> Text section
****************
Hi
Regarding your question
1) when I run the above script, which jar is beed submitted to the yarn server
?
What SPARK_JAR env point to and the --jar point to are both submitted to the
yarn server
2) It like the spark-assembly-0.8.1-incubating-hadoop2.0.5-alpha.jar plays the
role of client side and spark-examples-assembly-0.8.1-incubating.jar goes with
spark runtime and examples which will be running in yarn, am I right?
The spark-assembly-0.8.1-incubating-hadoop2.0.5-alpha.jar will also go to yarn
cluster as runtime for app jar(spark-examples-assembly-0.8.1-incubating.jar)
3) Does anyone have any similar experience ? I did lots of hadoop MR stuff and
want follow the same logic to submit spark job. For now I can only find the
command line way to submit spark job to yarn. I believe there is a easy way to
integration spark in a web allocation.
****************
> Provided material
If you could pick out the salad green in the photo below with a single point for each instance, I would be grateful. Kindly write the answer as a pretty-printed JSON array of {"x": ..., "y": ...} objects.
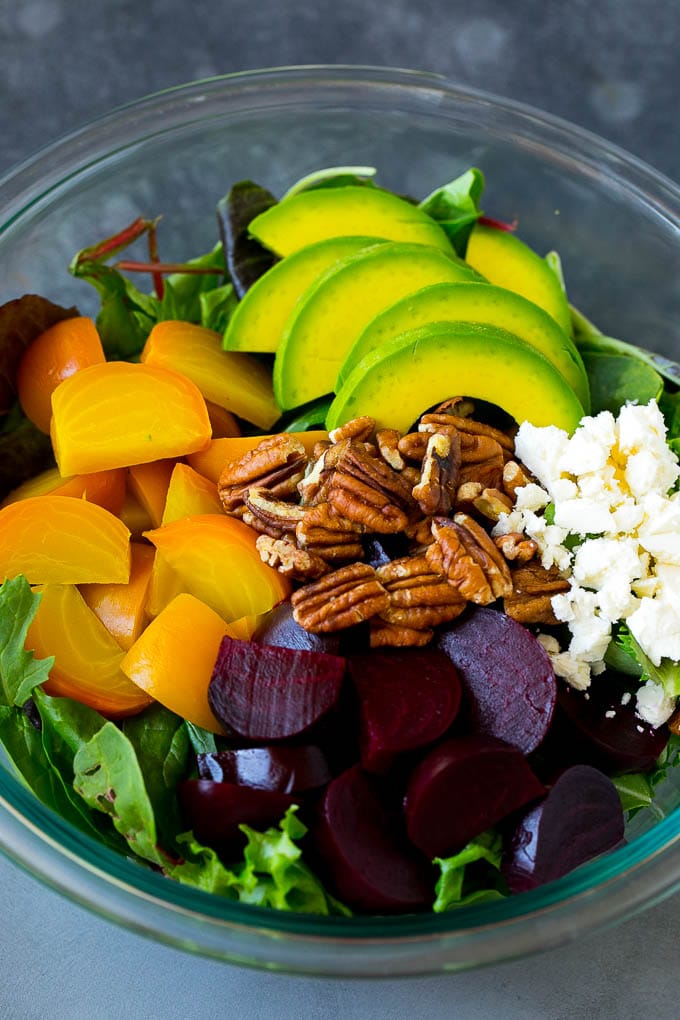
****************
> Required tasks
1. In the Spark-on-YARN reply, why does spark-assembly-0.8.1-incubating-hadoop2.0.5-alpha.jar also go to the YARN cluster? Answer in one to three sentences.
2. According to the Spark-on-YARN reply, which jars are submitted to the YARN server?
3. Carry on the Spark-on-YARN reply from its final sentence.

> Written answers
1. It goes to the YARN cluster because it serves as the runtime for the application jar, spark-examples-assembly-0.8.1-incubating.jar.

2. Both the jar that the SPARK_JAR environment variable points to and the jar that --jar points to.

3.
You can use the yarn-client mode, you might want to take a look on
docs/running-on-yarn.md, and probably you might want to try master branch to
check our latest update on this part of docs. And in yarn client mode, the
sparkcontext itself will do similar thing as what the command line is doing to
submit a yarn job
Then to use it with java, you might want to try out JavaSparkContext instead of
SparkContext, I don't personally run it with complicated applications. But a
small example app did works.
Best Regards,
Raymond Liu
-----Original Message-----
From: John Zhao [mailto:[email protected]]
Sent: Thursday, January 16, 2014 2:25 AM
To: [email protected]
Subject: Anyone know hot to submit spark job to yarn in java code?
Now I am working on a web application and I want to submit a spark job to
hadoop yarn.
I have already do my own assemble and can run it in command line by the
following script:
export YARN_CONF_DIR=/home/gpadmin/clusterConfDir/yarn
export
SPARK_JAR=./assembly/target/scala-2.9.3/spark-assembly-0.8.1-incubating-hadoop2.0.5-alpha.jar
./spark-class org.apache.spark.deploy.yarn.Client --jar
./examples/target/scala-2.9.3/spark-examples-assembly-0.8.1-incubating.jar
--class org.apache.spark.examples.SparkPi --args yarn-standalone --num-workers
3 --master-memory 1g --worker-memory 512m --worker-cores 1
It works fine.
The I realized that it is hard to submit the job from a web application .Looks
like the spark-assembly-0.8.1-incubating-hadoop2.0.5-alpha.jar or
spark-examples-assembly-0.8.1-incubating.jar is a really big jar. I believe it
contains everything .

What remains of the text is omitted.